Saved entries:
....................
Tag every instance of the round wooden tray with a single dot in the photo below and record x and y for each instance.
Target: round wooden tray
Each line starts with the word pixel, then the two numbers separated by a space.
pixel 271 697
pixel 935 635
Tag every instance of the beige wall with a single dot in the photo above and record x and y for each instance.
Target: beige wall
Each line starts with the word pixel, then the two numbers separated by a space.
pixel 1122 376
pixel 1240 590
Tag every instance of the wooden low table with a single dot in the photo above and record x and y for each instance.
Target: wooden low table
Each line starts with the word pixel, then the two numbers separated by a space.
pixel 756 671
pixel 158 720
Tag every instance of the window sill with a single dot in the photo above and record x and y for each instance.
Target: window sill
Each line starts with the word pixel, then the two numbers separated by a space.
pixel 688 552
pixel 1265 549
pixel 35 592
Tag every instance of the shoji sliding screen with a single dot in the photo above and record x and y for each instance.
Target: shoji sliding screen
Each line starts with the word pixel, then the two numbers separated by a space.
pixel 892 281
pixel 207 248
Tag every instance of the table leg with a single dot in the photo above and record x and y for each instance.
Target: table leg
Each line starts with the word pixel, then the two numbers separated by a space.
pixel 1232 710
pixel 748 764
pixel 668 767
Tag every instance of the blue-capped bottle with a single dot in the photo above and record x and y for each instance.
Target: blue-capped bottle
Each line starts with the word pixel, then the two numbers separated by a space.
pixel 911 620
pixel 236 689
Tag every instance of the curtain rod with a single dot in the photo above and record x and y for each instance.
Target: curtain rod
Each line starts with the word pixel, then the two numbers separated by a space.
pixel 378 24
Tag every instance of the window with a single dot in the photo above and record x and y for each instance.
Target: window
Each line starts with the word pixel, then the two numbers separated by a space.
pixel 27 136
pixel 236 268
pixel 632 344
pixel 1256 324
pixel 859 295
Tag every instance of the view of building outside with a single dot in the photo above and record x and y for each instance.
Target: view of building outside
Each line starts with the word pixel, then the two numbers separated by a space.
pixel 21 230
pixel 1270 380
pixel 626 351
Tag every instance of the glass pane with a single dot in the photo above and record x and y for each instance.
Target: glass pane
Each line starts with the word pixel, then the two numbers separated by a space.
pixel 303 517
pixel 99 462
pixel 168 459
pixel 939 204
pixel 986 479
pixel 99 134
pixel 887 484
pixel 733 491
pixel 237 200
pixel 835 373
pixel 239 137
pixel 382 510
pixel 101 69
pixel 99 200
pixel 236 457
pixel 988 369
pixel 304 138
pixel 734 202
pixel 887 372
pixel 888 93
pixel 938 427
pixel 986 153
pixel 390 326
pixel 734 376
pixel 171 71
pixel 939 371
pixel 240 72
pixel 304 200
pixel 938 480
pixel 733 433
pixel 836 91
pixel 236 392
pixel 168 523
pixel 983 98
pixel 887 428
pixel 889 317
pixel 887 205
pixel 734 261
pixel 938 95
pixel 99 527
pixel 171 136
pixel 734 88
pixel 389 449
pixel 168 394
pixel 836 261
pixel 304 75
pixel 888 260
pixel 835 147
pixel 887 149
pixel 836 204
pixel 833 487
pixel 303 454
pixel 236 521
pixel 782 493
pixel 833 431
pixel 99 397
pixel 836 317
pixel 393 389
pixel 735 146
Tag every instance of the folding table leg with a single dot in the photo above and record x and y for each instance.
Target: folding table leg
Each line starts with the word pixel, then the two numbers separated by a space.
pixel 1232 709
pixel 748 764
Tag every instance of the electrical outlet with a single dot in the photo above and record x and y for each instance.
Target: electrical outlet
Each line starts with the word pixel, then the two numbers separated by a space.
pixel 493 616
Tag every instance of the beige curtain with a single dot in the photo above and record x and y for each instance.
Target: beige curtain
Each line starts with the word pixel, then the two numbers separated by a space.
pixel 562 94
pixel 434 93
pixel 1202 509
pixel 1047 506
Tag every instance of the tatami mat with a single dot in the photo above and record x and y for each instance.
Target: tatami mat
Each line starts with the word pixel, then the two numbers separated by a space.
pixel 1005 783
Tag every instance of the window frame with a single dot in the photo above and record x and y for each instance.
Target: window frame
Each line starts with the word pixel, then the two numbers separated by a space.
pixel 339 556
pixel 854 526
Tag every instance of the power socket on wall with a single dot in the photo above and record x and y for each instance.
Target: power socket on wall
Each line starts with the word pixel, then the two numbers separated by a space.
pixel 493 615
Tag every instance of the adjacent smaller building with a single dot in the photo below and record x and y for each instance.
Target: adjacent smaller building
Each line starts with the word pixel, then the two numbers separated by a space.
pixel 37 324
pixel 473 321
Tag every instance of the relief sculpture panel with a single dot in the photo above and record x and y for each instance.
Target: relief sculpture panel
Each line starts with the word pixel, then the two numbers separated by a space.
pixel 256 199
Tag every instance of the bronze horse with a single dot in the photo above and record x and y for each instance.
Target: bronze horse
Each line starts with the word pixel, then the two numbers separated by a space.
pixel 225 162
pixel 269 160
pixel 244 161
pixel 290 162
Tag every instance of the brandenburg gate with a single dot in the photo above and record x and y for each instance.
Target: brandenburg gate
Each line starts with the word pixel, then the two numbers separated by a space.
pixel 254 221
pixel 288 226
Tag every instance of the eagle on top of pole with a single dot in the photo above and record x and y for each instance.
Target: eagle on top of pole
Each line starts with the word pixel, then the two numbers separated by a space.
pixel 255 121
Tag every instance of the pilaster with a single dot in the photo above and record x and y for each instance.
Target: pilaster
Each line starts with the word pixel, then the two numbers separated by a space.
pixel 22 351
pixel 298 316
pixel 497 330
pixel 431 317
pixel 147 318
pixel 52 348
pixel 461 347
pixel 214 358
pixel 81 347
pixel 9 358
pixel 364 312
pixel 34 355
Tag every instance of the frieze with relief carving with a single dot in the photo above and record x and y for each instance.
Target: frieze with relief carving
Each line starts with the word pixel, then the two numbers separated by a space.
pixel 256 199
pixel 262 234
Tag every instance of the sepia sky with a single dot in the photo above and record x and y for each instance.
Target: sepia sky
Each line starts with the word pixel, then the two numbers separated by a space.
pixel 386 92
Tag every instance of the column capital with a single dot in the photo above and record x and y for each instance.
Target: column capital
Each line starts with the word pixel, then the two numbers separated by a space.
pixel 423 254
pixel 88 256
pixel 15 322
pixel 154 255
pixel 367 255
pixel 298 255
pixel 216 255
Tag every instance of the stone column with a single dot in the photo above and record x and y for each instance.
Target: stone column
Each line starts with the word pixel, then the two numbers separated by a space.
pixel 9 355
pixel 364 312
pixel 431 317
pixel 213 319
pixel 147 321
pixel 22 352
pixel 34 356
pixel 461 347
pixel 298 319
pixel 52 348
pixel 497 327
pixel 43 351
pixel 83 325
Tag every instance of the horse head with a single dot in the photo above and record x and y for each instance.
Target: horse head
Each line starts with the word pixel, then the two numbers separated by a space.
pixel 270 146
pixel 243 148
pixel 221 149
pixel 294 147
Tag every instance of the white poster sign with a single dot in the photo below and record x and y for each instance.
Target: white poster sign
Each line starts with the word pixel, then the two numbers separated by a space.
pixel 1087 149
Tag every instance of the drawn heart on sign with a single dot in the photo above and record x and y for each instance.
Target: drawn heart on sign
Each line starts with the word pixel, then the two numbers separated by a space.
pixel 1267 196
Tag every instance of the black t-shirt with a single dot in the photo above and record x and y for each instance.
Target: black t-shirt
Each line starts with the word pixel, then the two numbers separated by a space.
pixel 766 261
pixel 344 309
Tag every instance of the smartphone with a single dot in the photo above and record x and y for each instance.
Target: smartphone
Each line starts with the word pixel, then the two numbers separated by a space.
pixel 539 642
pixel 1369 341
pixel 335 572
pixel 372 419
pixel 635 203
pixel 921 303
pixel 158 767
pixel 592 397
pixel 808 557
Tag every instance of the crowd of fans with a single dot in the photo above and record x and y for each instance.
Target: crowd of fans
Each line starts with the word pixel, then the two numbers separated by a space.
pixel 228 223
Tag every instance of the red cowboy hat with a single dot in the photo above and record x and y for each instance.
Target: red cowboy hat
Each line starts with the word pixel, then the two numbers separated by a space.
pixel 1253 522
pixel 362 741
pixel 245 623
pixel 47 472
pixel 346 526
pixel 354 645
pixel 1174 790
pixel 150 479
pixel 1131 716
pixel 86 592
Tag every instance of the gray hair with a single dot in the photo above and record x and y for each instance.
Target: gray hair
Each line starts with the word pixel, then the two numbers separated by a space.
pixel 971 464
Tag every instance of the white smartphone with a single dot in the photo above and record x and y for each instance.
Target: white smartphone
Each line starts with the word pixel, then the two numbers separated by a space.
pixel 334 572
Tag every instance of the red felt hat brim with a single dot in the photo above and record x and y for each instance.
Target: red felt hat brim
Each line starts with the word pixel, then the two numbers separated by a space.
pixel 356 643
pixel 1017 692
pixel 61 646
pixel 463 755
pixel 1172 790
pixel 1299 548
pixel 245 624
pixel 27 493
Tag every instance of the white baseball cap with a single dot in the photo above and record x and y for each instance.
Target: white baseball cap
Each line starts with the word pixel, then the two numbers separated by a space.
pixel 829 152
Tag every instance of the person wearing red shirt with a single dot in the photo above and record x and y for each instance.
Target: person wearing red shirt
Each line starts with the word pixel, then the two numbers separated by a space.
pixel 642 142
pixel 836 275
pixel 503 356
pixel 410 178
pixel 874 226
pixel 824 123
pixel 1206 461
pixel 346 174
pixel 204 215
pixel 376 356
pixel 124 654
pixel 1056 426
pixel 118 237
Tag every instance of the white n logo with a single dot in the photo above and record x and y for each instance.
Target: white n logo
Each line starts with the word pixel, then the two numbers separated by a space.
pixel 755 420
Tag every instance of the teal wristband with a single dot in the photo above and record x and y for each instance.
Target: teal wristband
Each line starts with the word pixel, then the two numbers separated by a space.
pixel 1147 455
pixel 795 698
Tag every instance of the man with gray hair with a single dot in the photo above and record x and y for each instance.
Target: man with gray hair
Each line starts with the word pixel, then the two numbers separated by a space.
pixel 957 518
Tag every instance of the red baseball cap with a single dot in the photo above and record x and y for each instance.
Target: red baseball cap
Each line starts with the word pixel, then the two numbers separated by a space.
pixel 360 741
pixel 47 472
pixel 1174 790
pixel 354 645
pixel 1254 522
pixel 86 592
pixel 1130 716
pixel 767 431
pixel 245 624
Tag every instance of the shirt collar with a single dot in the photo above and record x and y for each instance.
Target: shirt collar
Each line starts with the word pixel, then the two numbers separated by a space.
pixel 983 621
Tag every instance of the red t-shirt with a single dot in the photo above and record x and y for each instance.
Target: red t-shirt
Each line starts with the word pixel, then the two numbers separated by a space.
....................
PROBLEM >>
Render everything from the start of the material down to the line containing "pixel 207 248" as a Markdown table with the columns No. and Line, omitting blank lines.

OUTPUT OF THE EXERCISE >>
| No. | Line |
|---|---|
| 1 | Tag every instance of the round wooden tray with a single dot in the photo below and record x and y for each instance. |
| 2 | Target: round wooden tray |
| 3 | Each line starts with the word pixel, then the two numbers separated by a space. |
| 4 | pixel 271 697 |
| 5 | pixel 935 635 |
| 6 | Tag every instance of the beige wall with a single dot in the photo above and record x and y for each instance. |
| 7 | Target: beige wall |
| 8 | Each line starts with the word pixel, then the two numbers separated by a space. |
| 9 | pixel 1122 376 |
| 10 | pixel 1240 590 |
| 11 | Tag every instance of the wooden low table with a single dot in the photo above and record x and y for each instance. |
| 12 | Target: wooden low table |
| 13 | Each line starts with the word pixel, then the two numbers separated by a space. |
| 14 | pixel 756 671 |
| 15 | pixel 158 720 |
| 16 | Tag every instance of the window sill with a single dot in the photo above and record x and y for each instance. |
| 17 | Target: window sill |
| 18 | Each line starts with the word pixel, then the two numbers separated by a space. |
| 19 | pixel 688 552 |
| 20 | pixel 1265 549 |
| 21 | pixel 35 592 |
| 22 | Tag every instance of the shoji sliding screen with a single dot in the photo above and record x and y for each instance. |
| 23 | Target: shoji sliding screen |
| 24 | Each line starts with the word pixel, then the two numbers separated by a space. |
| 25 | pixel 892 281 |
| 26 | pixel 207 248 |